# ARTICLE:

Secretary of State of Vermont
- In office 1778–1781
- Preceded by: Thomas Chandler Jr.
- Succeeded by: Micah Townshend

Personal details
- Born: September 11, 1753 Hardwick, Massachusetts, Province of Massachusetts Bay
- Died: October 26, 1803 (aged 50) New York City, New York, U.S.
- Party: Anti-Federalist Democratic-Republican
- Spouse(s): Margaret Dewey Elizabeth "Betsey" Broome
- Children: 10
- Relatives: David Fay (brother) Jonas Fay (brother) Theodore Sedgwick Fay (grandson)
- Occupation: Farmer Merchant

Military service
- Allegiance: Vermont Republic United States
- Service: Vermont Militia
- Years of service: 1777–1794
- Rank: Colonel
- Commands: 2nd Regiment, Vermont Militia
- Wars: American Revolutionary War

= Joseph Fay (politician) =

American politician

Joseph Fay (September 11, 1753 – October 26, 1803) was an American politician, militia officer, and businessman who served as Secretary of State of Vermont and was one of its principal founders.

# SUPPLIED RECORDS:
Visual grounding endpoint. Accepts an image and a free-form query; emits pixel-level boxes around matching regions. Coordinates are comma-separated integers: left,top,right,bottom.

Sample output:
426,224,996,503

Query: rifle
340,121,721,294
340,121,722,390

# STATED EXERCISE A:
Using only the article about Joseph Fay, decide whether each statement agrees with it, answering yes or no and quoting the words that settle it: (i) Fay was in office as Secretary of State of Vermont from 1778 to 1781; (ii) Fay held the rank of major in the Vermont Militia; (iii) Fay died in Hardwick, Massachusetts.
# STATED EXERCISE B:
Print the stretch of the article about Joseph Fay from "- Succeeded by: Micah" through "New York, U.S.".

# RESPONSE A:
(i) Yes: "In office 1778–1781"
(ii) No: "Rank: Colonel"
(iii) No: "Died: October 26, 1803 (aged 50) New York City, New York, U.S."

# RESPONSE B:
- Succeeded by: Micah Townshend

Personal details
- Born: September 11, 1753 Hardwick, Massachusetts, Province of Massachusetts Bay
- Died: October 26, 1803 (aged 50) New York City, New York, U.S.